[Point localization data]
────────────────

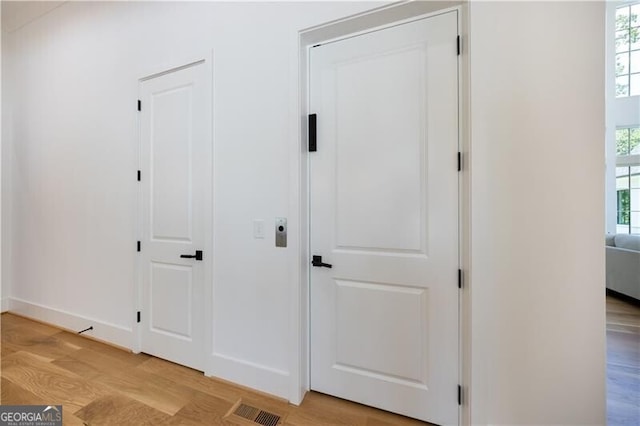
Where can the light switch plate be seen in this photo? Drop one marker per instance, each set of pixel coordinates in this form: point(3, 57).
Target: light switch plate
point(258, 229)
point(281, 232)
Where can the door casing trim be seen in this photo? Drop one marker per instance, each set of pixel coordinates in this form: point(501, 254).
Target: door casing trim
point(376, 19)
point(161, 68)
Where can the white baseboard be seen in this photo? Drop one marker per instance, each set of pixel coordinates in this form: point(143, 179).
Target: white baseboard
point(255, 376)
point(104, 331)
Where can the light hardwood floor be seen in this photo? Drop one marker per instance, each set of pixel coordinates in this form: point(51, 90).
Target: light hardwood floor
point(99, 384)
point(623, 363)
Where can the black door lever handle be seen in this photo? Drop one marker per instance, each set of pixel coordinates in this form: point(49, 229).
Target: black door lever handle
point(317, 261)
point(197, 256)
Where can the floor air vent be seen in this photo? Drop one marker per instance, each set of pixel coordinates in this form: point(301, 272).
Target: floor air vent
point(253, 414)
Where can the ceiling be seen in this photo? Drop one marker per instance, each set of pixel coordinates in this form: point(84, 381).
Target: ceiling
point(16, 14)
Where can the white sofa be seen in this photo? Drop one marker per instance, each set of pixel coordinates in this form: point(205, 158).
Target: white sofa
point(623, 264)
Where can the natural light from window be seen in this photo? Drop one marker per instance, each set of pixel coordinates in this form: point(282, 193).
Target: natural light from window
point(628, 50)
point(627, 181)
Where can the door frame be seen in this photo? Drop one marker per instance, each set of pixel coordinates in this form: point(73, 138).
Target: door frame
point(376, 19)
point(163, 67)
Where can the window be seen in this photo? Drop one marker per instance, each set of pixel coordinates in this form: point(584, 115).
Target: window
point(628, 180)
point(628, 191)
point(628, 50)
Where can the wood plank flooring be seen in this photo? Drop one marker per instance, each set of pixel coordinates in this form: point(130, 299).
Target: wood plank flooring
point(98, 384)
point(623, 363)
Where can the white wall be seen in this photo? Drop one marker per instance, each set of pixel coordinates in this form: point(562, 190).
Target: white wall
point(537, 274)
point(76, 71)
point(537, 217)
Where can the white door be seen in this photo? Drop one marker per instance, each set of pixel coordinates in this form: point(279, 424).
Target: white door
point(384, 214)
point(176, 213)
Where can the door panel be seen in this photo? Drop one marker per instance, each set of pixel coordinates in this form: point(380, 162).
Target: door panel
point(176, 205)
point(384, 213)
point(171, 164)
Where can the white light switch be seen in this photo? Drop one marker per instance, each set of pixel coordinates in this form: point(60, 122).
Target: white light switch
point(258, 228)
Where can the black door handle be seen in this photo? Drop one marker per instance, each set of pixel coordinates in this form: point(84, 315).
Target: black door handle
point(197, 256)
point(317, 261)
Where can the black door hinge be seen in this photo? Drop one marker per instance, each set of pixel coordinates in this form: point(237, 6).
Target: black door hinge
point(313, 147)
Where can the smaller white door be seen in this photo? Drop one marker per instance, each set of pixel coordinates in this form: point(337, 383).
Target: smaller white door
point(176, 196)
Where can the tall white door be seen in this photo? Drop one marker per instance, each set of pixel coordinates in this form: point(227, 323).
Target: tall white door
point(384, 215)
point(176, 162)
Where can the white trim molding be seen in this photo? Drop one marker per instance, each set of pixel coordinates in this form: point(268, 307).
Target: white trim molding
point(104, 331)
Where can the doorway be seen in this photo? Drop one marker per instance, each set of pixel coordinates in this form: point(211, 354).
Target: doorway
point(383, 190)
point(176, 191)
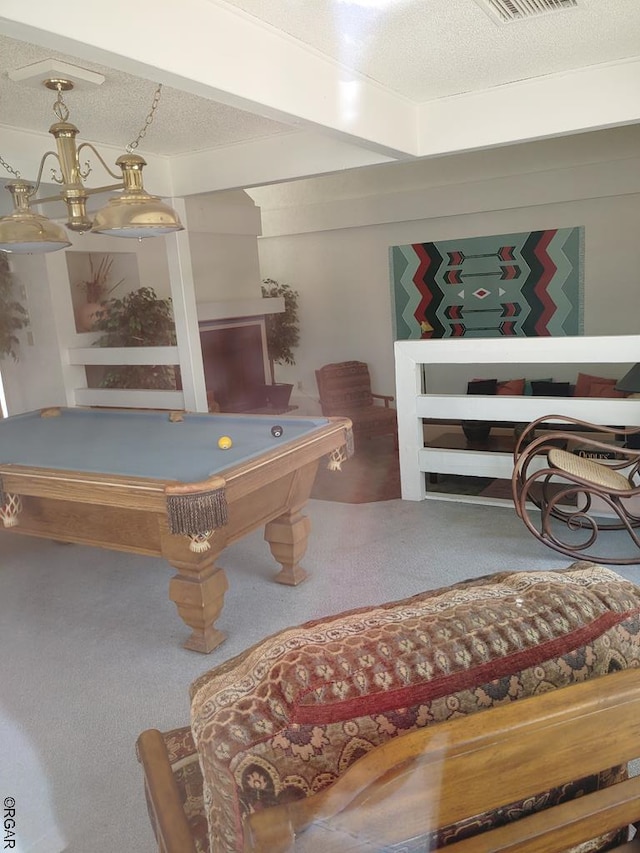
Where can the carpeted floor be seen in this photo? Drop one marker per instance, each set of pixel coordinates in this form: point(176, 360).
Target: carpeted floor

────────────────

■ ACTIVITY ■
Once the line containing "Target: smaller white door" is found, transcribe it and every line after it to the end of the records, exactly and with no pictures.

■ OUTPUT FOR THIS EXERCISE ■
Target: smaller white door
point(176, 196)
Where can the tall white door be seen in this photo? Drop one marker per instance, each set of pixel coordinates in this form: point(227, 323).
Target: tall white door
point(384, 215)
point(176, 162)
Where can the white trim molding be seen in this photo? Drop one marker per instance, each set of pixel coordinates in this form: point(268, 307).
Target: white trim molding
point(104, 331)
Where can the doorway be seen in this photo? Drop one marker per instance, each set of pixel coordinates in this form: point(211, 354).
Target: doorway
point(383, 190)
point(176, 191)
Where can the carpeted floor be seen in this photo? Drop one marker per instance, each set of pixel coordinates in this form: point(176, 360).
Target: carpeted floor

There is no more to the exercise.